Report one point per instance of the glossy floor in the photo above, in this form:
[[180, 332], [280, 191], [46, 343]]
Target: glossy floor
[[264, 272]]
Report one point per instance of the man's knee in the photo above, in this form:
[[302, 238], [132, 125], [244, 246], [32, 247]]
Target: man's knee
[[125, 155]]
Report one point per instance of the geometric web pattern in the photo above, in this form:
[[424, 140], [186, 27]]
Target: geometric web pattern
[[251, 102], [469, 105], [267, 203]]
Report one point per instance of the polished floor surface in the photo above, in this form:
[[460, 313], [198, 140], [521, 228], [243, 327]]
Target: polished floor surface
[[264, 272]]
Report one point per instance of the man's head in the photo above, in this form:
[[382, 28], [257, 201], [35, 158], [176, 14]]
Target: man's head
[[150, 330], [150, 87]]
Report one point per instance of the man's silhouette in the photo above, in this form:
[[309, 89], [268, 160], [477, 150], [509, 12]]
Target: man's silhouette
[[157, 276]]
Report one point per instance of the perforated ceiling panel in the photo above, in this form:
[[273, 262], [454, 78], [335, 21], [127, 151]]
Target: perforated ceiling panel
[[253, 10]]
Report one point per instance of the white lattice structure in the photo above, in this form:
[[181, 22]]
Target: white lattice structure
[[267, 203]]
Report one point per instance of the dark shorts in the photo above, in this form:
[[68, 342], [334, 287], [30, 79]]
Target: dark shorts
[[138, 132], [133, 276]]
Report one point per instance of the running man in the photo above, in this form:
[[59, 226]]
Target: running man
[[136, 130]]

** ACTIVITY **
Retype the data. Keep every word as it stands.

** RESULT OF THIS TASK **
Report one point per instance of the glossy floor in the photo above, in this form:
[[180, 332], [280, 191], [46, 343]]
Target: glossy floor
[[264, 272]]
Report one point per instance of the man's knee in the photo above, in this form:
[[302, 238], [132, 125], [244, 246], [32, 247]]
Target: man's knee
[[125, 155]]
Report one point per instance of the geometric web pattern in the photo above, in this form:
[[424, 140], [186, 27]]
Target: geometric web pattern
[[251, 102], [469, 105], [267, 203]]
Report one point per instance of the polished floor surface in the photo above, in this form:
[[460, 313], [198, 140], [521, 228], [243, 327]]
Target: polished floor surface
[[264, 272]]
Report one point per instance of the man's head in the photo above, in this form:
[[382, 28], [257, 201], [35, 158], [176, 14]]
Target: man's head
[[150, 330], [150, 87]]
Report one point per instance of the man's silhouette in the photo above, in this form:
[[309, 89], [268, 160], [477, 150], [509, 12]]
Target: man's silhouette
[[157, 276]]
Report one point per instance of the perforated ceiling panel in the photo above, in this form:
[[273, 262], [454, 78], [335, 21], [127, 151]]
Target: perforated ceiling panel
[[253, 10]]
Report one point per instance of the white lattice structure in the photo above, in this form:
[[181, 22]]
Target: white lattice structure
[[267, 203]]
Report one point per instance of the dark shorts in the photo above, in this form:
[[68, 342], [334, 287], [30, 79]]
Target: dark shorts
[[138, 132], [133, 276]]
Report one point per instance of the running man in the photo above, in this form:
[[59, 226]]
Target: running man
[[136, 130]]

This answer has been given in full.